*Required work*
A. Summarize the text about Damir Ismagulov in two sentences.
B. According to the text about Damir Ismagulov, what is his record?
C. Copy the passage of the Ismagulov text from "Damir Ismagulov is" to "choose your play.".

*Text segment*

-*-

Damir Ismagulov is 24-1 and riding a nointeen-fight winning streak, including five straight promotional wins since debuting in 2018. Although Damir has excellent wrestling/grappling, he has made a name for himself with his precise striking. It all starts with his jab; watch his lead hand; it’s like a snake in the way it moves sinuously back and forth, this way and that, before striking quicker than the time eyelids spend closed when you blink. Less obnoxiously, Damir’s jab is fast as f**k booooooy!! Everything he does is subtle, without any wasted motion, from slipping and countering to his laser beam jab. His reactions to strikes are so well-honed that it’s almost like he knows what’s coming. Like someone’s tipping pitches to him. Like he’s playing Techmo Super Bowl and looking at your controller as you choose your play.

Overall, Ismagulov is one of the smartest fighters I’ve seen. He chooses his openings wisely and always fights to his strengths. Ismagulov can manipulate range like Magneto can manipulate magnetic fields; it’s a superpower. He slides in and out of range as if he’s Brian Boitano on a pair of ice skates. What would Bryan Boitano do if he were here right now? He’d make a plan and follow through; that’s what Brian Boitano would do. And Damir’s plan against Tsarukyan will be to defend takedowns until his death, keep the fight standing, and use his range and speed to pick him apart from the outside. Tsarukyan has dangerous striking, but Ismagulov is the far more technical and diverse striker.

-*-

*Rows*
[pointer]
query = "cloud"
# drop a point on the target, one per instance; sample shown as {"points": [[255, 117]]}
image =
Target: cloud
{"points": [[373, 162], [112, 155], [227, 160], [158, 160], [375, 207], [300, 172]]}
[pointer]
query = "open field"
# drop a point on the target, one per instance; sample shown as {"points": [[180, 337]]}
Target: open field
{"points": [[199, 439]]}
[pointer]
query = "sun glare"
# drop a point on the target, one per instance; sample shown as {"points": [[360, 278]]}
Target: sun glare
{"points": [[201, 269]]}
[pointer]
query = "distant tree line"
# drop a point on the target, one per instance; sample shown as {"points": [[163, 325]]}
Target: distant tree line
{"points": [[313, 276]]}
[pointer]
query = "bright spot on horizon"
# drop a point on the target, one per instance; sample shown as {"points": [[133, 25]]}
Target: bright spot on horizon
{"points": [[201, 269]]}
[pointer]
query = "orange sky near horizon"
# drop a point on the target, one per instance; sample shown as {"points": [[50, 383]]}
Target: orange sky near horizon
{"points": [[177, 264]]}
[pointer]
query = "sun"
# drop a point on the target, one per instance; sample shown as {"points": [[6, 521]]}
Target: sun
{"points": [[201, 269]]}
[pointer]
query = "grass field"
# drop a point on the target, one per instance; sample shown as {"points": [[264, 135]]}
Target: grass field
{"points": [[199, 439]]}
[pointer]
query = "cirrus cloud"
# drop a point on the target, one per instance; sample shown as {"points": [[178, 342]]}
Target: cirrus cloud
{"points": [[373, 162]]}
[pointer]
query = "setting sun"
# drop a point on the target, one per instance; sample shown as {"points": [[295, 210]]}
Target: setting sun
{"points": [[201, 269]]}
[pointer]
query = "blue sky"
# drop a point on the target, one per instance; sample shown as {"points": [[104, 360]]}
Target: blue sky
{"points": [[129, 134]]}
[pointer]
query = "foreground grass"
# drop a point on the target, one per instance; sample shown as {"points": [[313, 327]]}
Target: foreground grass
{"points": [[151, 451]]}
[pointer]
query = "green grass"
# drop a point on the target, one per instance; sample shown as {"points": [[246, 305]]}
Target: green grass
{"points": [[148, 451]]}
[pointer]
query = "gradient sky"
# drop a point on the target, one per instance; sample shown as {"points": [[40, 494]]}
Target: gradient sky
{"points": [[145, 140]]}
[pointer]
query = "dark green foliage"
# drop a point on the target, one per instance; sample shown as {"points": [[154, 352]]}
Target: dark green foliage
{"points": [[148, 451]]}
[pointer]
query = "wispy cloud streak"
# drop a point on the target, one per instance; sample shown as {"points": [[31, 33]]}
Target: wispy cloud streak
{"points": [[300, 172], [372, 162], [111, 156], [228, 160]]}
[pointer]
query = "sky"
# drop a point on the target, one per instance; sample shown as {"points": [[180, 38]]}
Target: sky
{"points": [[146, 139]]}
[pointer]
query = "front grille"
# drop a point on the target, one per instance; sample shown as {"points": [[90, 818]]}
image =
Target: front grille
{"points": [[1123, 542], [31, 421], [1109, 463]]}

-*-

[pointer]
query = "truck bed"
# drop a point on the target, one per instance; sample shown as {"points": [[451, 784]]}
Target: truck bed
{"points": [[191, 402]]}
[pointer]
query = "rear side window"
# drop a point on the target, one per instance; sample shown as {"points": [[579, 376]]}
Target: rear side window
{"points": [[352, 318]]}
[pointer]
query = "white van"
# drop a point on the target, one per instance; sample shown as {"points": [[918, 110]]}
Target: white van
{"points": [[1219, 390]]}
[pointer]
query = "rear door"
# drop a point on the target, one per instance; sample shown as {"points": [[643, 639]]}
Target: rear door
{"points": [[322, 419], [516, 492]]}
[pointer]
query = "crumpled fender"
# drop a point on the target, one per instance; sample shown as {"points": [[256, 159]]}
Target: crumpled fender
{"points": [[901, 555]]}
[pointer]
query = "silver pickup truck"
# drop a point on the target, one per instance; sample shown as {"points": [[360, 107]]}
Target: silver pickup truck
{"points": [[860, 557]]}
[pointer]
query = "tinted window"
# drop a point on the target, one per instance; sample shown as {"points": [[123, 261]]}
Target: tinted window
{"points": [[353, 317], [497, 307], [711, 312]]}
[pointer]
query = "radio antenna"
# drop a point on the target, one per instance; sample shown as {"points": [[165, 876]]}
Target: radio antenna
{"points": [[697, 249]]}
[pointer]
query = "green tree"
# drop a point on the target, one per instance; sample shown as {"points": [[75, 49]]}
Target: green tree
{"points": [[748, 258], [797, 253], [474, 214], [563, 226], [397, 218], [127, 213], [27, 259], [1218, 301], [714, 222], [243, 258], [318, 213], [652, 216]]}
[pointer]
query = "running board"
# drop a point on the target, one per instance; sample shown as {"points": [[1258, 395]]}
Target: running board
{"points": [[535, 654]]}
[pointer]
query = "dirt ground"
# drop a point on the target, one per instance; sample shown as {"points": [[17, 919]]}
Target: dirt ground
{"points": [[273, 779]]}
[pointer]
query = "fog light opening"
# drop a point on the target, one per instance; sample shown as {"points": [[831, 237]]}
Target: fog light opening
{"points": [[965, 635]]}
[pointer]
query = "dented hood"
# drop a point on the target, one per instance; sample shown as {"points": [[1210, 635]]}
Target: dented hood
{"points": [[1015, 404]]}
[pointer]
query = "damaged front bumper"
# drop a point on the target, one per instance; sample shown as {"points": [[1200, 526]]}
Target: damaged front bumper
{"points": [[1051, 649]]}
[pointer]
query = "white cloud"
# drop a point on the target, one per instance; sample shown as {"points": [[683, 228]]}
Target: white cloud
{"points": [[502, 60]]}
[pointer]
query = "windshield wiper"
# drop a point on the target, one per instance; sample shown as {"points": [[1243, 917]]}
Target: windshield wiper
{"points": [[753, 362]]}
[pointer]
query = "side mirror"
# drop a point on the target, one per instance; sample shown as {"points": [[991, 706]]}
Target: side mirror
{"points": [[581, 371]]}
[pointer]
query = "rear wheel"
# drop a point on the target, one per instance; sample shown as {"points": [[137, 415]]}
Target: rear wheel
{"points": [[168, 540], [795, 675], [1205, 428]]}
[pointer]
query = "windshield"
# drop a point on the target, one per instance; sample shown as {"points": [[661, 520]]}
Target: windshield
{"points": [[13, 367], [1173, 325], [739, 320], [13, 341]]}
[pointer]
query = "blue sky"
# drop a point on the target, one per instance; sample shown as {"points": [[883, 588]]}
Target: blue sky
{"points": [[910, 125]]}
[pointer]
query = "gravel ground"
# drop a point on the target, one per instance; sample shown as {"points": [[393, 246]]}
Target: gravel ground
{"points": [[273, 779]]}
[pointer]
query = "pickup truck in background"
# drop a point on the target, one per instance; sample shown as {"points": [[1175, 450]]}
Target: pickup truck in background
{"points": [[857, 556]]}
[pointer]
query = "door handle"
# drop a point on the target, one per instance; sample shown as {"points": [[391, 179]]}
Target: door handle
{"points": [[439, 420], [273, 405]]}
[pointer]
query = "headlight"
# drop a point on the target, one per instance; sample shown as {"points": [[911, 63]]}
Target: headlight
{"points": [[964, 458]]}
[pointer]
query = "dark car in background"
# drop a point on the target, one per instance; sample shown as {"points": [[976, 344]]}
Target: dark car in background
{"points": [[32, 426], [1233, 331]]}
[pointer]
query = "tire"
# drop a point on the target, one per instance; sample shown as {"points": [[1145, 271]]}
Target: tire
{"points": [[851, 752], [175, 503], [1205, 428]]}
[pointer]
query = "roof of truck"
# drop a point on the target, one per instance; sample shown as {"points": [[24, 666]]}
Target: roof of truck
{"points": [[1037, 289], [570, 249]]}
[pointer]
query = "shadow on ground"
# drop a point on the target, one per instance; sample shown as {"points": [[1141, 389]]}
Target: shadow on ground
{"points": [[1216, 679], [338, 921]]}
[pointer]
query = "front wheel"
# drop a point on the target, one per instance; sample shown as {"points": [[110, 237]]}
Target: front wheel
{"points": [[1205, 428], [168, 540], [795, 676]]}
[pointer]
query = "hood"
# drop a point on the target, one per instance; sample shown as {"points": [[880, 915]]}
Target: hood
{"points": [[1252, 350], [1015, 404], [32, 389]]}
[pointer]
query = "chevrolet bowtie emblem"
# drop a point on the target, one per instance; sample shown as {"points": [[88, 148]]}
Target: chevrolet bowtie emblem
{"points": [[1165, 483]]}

-*-

*Full answers*
A. Damir Ismagulov, who is 24-1, has excellent wrestling and grappling but is known for precise, subtle striking built around a very fast jab. He manipulates range skillfully, and his plan against Tsarukyan will be to defend takedowns, keep the fight standing, and use his range and speed to pick him apart from the outside.

B. 24-1

C.
Damir Ismagulov is 24-1 and riding a nointeen-fight winning streak, including five straight promotional wins since debuting in 2018. Although Damir has excellent wrestling/grappling, he has made a name for himself with his precise striking. It all starts with his jab; watch his lead hand; it’s like a snake in the way it moves sinuously back and forth, this way and that, before striking quicker than the time eyelids spend closed when you blink. Less obnoxiously, Damir’s jab is fast as f**k booooooy!! Everything he does is subtle, without any wasted motion, from slipping and countering to his laser beam jab. His reactions to strikes are so well-honed that it’s almost like he knows what’s coming. Like someone’s tipping pitches to him. Like he’s playing Techmo Super Bowl and looking at your controller as you choose your play.